━━━ SELECTION ━━━

Facts
The appellants are providing taxable service under the category of ‘Telephone Services, Business Auxiliary Services, Business Support Services, Maintenance or Repair Service, Intellectual Property Service, Transport of Goods by road and sponsorship service’. Telephone services were brought under the service tax net by the Finance Act, 1994 (FA 1994) vide Notification No. 1/94 dated 28.6.1994.
The appellant raises bills against subscribers in respect of cellular mobile telephone service for the gross amount, The trial balance of the appellant for the financial year 2004 – 2005, 2005 – 2006 and 2006 – 2007 were scrutinized in detail. It was found that there was a huge difference between credit balance items in the nature of subscriber service charges shown in the trial balance and the value of taxable services billed during the financial year 2004 – 2005, 2005 – 2006 and 2006 – 2007 as furnished by the appellant.
The timely investigations conducted by the department, the entire gamut of evasion of service tax by the appellant would not have come to light. Hence Show Cause Notice dated 14.10.2009 was issued to the appellant proposing to demand service tax.

━━━ DATA SUPPLIED ━━━

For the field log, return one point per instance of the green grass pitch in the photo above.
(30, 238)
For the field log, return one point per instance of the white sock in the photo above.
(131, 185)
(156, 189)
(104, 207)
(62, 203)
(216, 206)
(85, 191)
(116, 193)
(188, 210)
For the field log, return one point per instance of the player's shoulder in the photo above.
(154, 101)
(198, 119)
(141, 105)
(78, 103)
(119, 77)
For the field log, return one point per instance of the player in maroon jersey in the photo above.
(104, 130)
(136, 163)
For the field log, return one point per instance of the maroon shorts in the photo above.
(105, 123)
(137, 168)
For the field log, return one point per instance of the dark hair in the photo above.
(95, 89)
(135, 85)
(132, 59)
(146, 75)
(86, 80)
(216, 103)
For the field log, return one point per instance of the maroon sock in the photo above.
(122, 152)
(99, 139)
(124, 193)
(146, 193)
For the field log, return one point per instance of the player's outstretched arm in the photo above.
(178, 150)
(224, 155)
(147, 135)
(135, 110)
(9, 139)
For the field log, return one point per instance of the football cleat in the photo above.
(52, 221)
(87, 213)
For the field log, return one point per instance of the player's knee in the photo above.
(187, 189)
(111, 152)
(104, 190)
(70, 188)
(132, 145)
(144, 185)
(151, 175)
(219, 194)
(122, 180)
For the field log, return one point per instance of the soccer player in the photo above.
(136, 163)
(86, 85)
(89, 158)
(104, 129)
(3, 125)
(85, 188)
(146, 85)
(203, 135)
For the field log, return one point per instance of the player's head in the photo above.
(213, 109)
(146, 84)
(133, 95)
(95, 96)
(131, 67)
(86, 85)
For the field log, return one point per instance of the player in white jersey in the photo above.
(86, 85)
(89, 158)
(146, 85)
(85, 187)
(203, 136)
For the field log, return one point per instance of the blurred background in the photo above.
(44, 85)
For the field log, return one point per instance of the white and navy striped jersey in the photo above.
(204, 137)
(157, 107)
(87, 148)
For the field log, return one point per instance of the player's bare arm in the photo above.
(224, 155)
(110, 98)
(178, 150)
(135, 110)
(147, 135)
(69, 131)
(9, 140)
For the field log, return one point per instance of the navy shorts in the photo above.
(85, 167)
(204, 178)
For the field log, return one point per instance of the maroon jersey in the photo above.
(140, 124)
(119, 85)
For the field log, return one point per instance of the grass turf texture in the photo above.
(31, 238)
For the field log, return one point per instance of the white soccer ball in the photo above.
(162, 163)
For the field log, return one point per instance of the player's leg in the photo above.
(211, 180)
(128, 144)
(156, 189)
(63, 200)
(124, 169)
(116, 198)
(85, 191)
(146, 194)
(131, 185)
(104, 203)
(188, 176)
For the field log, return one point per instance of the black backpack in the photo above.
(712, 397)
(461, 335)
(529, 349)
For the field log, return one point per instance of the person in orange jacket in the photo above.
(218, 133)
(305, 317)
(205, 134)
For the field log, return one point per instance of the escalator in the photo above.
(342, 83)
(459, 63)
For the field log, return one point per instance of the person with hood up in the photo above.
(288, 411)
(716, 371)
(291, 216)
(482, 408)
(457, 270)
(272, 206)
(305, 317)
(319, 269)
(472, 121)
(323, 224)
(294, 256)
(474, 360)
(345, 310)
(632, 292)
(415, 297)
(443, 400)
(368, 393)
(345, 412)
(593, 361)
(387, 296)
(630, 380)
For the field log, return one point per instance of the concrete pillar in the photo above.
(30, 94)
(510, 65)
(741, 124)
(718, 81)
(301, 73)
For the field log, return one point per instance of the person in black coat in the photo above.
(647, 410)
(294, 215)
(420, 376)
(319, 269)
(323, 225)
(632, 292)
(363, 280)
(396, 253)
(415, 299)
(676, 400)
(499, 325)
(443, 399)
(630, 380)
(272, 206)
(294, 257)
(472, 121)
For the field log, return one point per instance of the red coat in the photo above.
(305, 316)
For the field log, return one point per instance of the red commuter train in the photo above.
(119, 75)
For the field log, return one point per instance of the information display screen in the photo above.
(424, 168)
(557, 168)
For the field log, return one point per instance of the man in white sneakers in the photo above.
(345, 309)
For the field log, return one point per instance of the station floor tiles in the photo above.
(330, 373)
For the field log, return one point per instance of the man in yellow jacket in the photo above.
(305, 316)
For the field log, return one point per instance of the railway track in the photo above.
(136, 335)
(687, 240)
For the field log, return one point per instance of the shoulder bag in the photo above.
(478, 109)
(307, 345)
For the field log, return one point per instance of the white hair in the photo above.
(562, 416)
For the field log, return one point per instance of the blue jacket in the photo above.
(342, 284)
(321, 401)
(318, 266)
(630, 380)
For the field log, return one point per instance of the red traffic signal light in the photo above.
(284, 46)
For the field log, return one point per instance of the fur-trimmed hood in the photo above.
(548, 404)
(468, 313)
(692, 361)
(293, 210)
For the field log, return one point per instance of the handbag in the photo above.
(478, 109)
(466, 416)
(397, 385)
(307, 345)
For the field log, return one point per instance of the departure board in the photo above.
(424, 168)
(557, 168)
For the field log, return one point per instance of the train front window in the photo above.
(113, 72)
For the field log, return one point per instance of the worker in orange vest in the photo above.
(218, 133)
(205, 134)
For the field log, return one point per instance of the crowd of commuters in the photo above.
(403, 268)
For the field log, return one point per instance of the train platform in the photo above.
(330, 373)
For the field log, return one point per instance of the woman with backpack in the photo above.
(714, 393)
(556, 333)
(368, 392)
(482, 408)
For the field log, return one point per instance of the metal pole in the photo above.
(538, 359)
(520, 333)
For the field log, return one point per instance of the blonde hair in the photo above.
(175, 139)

━━━

> [EXERCISE OBJECTIVE] According to the Facts section, on what date was the Show Cause Notice issued to the appellant? The lines have no connection to the Facts section.

> [ANSWER TO THIS EXERCISE] 14.10.2009